Pick out every line in the items below that contains the word "outstretched", and copy each one. Case counts.

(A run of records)
────────────────
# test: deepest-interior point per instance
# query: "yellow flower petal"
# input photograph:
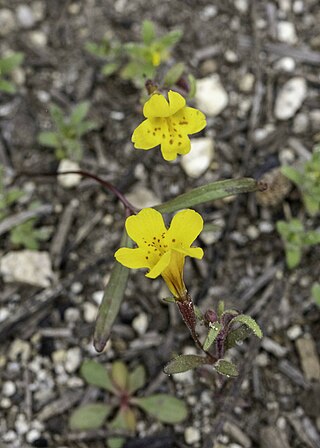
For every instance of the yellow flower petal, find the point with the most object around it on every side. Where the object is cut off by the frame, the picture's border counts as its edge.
(189, 120)
(162, 264)
(176, 101)
(184, 229)
(146, 135)
(172, 146)
(156, 106)
(146, 226)
(132, 258)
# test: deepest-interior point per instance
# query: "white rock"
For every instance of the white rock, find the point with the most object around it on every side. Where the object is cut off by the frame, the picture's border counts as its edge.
(300, 123)
(89, 312)
(25, 16)
(286, 32)
(7, 22)
(192, 435)
(38, 38)
(290, 98)
(286, 64)
(140, 323)
(211, 97)
(142, 197)
(199, 158)
(68, 180)
(73, 359)
(241, 5)
(19, 349)
(27, 266)
(32, 435)
(246, 83)
(8, 388)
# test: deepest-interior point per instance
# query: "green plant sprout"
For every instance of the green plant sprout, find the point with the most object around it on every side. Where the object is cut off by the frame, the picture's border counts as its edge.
(307, 178)
(315, 292)
(66, 140)
(120, 410)
(7, 65)
(25, 234)
(295, 239)
(144, 57)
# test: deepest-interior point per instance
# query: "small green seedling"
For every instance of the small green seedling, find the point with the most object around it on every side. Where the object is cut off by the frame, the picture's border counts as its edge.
(307, 179)
(66, 140)
(295, 239)
(7, 65)
(122, 384)
(144, 57)
(226, 329)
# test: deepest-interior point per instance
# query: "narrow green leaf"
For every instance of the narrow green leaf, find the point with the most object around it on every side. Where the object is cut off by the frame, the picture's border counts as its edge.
(112, 299)
(237, 336)
(226, 368)
(96, 375)
(137, 379)
(163, 407)
(120, 374)
(212, 335)
(7, 86)
(209, 192)
(89, 416)
(183, 363)
(50, 139)
(174, 74)
(250, 323)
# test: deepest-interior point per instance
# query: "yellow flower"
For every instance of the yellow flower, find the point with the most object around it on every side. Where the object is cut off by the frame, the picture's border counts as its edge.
(168, 123)
(162, 250)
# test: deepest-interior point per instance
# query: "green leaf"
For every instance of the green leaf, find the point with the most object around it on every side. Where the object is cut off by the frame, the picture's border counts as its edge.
(315, 291)
(226, 368)
(163, 407)
(50, 139)
(7, 86)
(148, 32)
(183, 363)
(79, 113)
(293, 256)
(174, 74)
(250, 323)
(212, 335)
(9, 63)
(96, 375)
(209, 192)
(110, 68)
(237, 336)
(120, 374)
(112, 299)
(89, 416)
(115, 442)
(137, 379)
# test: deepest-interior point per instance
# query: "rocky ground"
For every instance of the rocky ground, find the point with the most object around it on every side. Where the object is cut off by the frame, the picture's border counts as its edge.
(258, 66)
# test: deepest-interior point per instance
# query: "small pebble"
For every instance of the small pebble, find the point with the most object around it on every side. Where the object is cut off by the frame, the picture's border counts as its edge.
(294, 332)
(73, 359)
(8, 388)
(192, 435)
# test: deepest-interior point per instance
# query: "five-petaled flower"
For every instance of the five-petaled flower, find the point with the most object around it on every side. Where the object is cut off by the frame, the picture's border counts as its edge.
(168, 123)
(162, 250)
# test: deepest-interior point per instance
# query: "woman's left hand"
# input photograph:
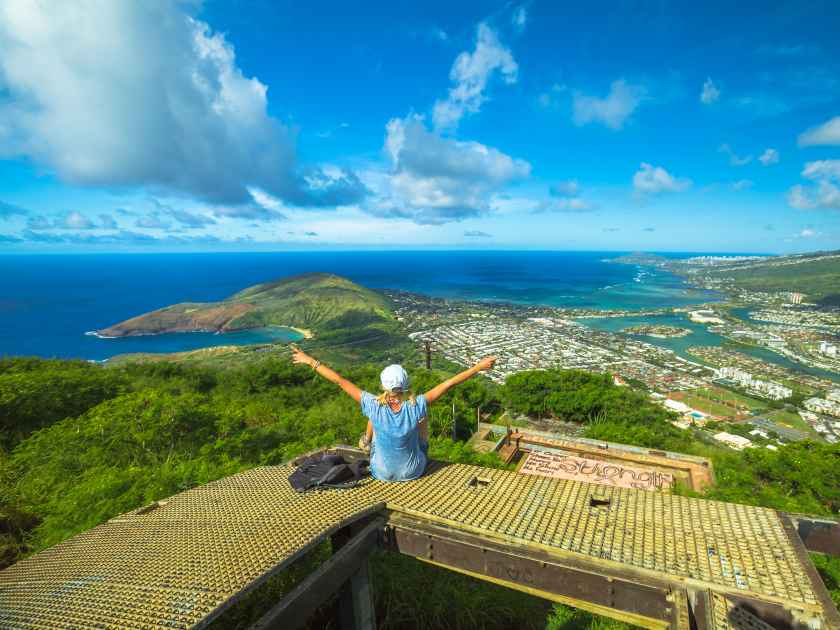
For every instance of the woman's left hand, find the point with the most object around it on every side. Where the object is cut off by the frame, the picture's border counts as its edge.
(486, 363)
(299, 356)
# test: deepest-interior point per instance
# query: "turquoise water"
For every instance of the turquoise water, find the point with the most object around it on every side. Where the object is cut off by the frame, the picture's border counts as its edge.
(700, 336)
(99, 348)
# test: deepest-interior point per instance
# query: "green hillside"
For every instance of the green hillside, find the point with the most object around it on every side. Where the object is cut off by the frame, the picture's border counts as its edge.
(313, 301)
(817, 277)
(90, 442)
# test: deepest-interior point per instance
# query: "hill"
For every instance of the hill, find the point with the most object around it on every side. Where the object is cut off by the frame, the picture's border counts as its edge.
(816, 275)
(312, 301)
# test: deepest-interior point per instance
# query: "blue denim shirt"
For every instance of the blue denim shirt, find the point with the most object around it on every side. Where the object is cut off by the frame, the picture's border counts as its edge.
(397, 453)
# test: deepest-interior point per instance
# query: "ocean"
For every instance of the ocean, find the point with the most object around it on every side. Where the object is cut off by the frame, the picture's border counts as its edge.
(49, 302)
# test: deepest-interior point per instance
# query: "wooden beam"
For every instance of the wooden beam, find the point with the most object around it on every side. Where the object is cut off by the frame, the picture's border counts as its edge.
(653, 604)
(295, 608)
(819, 535)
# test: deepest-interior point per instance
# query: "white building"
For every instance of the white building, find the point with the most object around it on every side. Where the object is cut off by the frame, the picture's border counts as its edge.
(828, 349)
(676, 405)
(821, 405)
(733, 441)
(768, 389)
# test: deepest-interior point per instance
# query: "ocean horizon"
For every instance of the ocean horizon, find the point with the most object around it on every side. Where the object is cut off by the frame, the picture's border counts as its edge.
(48, 302)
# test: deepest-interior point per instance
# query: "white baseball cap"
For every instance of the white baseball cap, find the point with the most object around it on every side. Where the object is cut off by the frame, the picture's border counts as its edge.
(394, 378)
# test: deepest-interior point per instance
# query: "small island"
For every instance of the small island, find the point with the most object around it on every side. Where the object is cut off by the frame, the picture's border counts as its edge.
(308, 304)
(659, 331)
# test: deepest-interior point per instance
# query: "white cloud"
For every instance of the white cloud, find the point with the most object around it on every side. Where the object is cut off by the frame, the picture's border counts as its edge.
(734, 159)
(797, 197)
(565, 204)
(434, 179)
(77, 221)
(742, 184)
(470, 73)
(152, 221)
(651, 179)
(519, 19)
(822, 169)
(8, 210)
(710, 92)
(439, 34)
(770, 156)
(826, 134)
(612, 110)
(569, 188)
(107, 222)
(69, 221)
(824, 194)
(140, 94)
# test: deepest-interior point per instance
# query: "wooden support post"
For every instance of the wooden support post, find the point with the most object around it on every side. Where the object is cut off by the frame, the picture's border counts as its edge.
(346, 570)
(355, 602)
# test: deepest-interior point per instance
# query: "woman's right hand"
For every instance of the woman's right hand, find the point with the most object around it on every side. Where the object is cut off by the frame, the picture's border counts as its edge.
(299, 356)
(486, 363)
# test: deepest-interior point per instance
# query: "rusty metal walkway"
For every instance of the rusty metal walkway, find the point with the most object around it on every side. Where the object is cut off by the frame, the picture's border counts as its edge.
(649, 558)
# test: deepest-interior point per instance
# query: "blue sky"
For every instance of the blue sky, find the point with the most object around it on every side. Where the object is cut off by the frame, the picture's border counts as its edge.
(287, 125)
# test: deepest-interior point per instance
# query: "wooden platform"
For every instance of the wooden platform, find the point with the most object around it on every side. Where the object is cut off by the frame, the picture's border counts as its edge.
(649, 558)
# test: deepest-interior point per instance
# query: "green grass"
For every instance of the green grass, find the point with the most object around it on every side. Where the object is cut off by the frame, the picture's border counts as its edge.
(791, 420)
(707, 406)
(727, 396)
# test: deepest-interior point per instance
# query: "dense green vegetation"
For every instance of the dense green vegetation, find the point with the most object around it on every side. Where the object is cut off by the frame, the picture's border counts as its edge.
(816, 278)
(83, 443)
(316, 301)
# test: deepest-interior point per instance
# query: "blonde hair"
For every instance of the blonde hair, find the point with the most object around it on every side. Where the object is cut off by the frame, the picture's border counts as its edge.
(382, 399)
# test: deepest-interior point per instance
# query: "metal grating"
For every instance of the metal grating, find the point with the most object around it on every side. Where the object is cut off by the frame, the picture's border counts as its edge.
(176, 563)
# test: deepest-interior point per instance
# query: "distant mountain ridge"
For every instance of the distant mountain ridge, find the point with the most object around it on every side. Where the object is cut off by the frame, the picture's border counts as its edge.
(312, 301)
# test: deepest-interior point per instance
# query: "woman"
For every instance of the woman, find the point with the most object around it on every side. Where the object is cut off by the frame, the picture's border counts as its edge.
(398, 428)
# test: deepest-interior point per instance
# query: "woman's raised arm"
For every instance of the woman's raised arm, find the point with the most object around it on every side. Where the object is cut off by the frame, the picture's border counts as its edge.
(436, 392)
(299, 356)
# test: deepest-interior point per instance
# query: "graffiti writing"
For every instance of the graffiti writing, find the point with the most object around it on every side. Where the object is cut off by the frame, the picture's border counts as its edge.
(595, 471)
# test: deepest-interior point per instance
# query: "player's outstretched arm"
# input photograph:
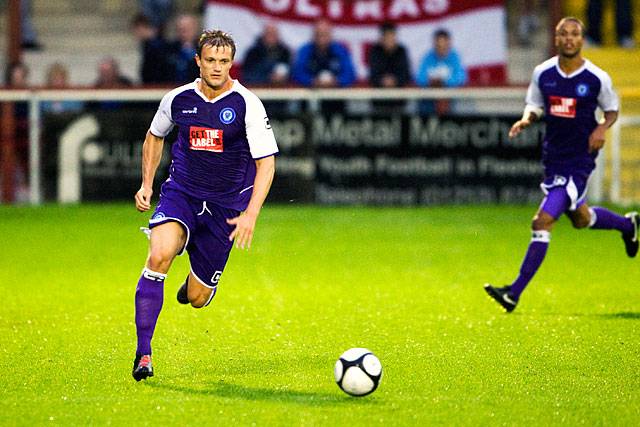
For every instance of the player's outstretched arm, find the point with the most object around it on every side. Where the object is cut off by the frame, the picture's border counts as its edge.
(151, 155)
(528, 117)
(246, 222)
(596, 139)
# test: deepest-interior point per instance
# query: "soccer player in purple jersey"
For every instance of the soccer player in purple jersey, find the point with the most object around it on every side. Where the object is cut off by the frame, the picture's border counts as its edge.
(221, 171)
(567, 89)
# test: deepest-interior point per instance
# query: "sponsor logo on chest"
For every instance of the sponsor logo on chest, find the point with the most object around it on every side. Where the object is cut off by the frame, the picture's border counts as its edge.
(206, 139)
(561, 106)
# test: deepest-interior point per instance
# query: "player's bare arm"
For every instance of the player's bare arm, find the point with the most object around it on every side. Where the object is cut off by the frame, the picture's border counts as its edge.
(151, 155)
(596, 139)
(246, 222)
(526, 120)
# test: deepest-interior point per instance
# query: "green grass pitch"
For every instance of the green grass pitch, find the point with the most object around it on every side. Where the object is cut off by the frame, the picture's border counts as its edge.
(405, 283)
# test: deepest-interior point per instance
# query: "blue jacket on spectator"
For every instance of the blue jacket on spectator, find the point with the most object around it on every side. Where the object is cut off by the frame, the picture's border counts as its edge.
(310, 62)
(446, 70)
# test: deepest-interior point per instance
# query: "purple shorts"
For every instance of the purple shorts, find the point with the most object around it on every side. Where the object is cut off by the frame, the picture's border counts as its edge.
(207, 231)
(563, 192)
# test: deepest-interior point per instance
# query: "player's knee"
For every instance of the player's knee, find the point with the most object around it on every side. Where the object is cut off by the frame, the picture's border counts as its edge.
(542, 222)
(580, 222)
(200, 301)
(159, 260)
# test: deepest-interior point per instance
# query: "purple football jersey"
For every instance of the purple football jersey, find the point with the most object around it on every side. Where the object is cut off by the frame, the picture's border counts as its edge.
(213, 157)
(570, 103)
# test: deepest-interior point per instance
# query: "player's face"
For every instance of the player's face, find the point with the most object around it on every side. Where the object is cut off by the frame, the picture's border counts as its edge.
(215, 63)
(569, 39)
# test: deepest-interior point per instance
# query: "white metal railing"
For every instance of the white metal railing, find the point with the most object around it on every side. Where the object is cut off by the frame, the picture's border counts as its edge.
(510, 98)
(616, 157)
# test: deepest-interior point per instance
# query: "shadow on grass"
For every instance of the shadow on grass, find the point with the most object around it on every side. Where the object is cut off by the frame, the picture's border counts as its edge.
(235, 391)
(621, 315)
────────────────
▶ **The output**
# query: "player's outstretched arm"
For every instance of the player's outstretched arm, find the point with the most object around it on every side. Where the object is cut off by the frame, the picture's border counts as its edge.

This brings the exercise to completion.